◆ **READING TEXT**
┄┄┄┄┄┄┄┄┄┄┄┄┄┄┄┄┄┄┄┄

I'm webscraping a site using python. The returned results have the following format, ( https://regex101.com/r/irr14u/10 ), where everything works ok apart from the last occassion where i get 2 matches for the dates (1st match:Thur.-Sun., Tue., Wed. and second match: Mon.)
I'm using the following code to get the values that i want. I use BeautifoulSoup to get movieDate string, but here i hardcoded it.
movieDate="Thur.-Sun., Tue., Wed.: 20.50/ 23.00, Mon. 23.00"
weekDays=re.match(',? *(?P<weekDays>[^\d:\n]+):? *(?P<startTime>[^,\n]+)', movieDate).groupdict()['weekDays']
startTime=re.match(',? *(?P<weekDays>[^\d:\n]+):? *(?P<startTime>[^,\n]+)', movieDate).groupdict()['startTime']
I want to create a dictionary as following (it has two keys because the are two startTime values); The first key will be Thur.-Sun., Tue., Wed. with value =20.50/ 23.00 and the second key will be Mon. with value=23:00. There might be occassions with one or more than two keys. So the dictionary will be as following;
dictionary={ Thur.-Sun., Tue., Wed.: 20.50/ 23.00, Mon.: 23.00}
Any suggestions to achieve that in a non boggy way?

┄┄┄┄┄┄┄┄┄┄┄┄┄┄┄┄┄┄┄┄

◆ **RECORDED INFORMATION**
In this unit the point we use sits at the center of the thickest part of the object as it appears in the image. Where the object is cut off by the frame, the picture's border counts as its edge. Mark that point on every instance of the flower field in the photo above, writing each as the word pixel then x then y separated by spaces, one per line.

┄┄┄┄┄┄┄┄┄┄┄┄┄┄┄┄┄┄┄┄

◆ **PROBLEMS TO WORK ON**
1. Translate into Spanish the following sentence from the post about parsing movie dates with regular expressions: "I'm using the following code to get the values that i want."
2. Continue the post about parsing movie dates with regular expressions from the point where it stops.

◆ **ANSWERS FOR THE EXERCISE**
1. Estoy usando el siguiente código para obtener los valores que quiero.

2.
You can achieve the desired output using finditer
function, appending result of the captured groups to a dict dynamically.
Python snippet:
import re
movieDate = """
Thur.-Sun., Tue., Wed.: 20.50/ 23.00, Mon. 23.00
"""
d = dict();
r = re.compile(',? *(?P<weekDays>[^\d:\n]+):? *(?P<startTime>[^,\n]+)')
for m in r.finditer(movieDate):
d[m.group(1)] = m.group(2)
print(d)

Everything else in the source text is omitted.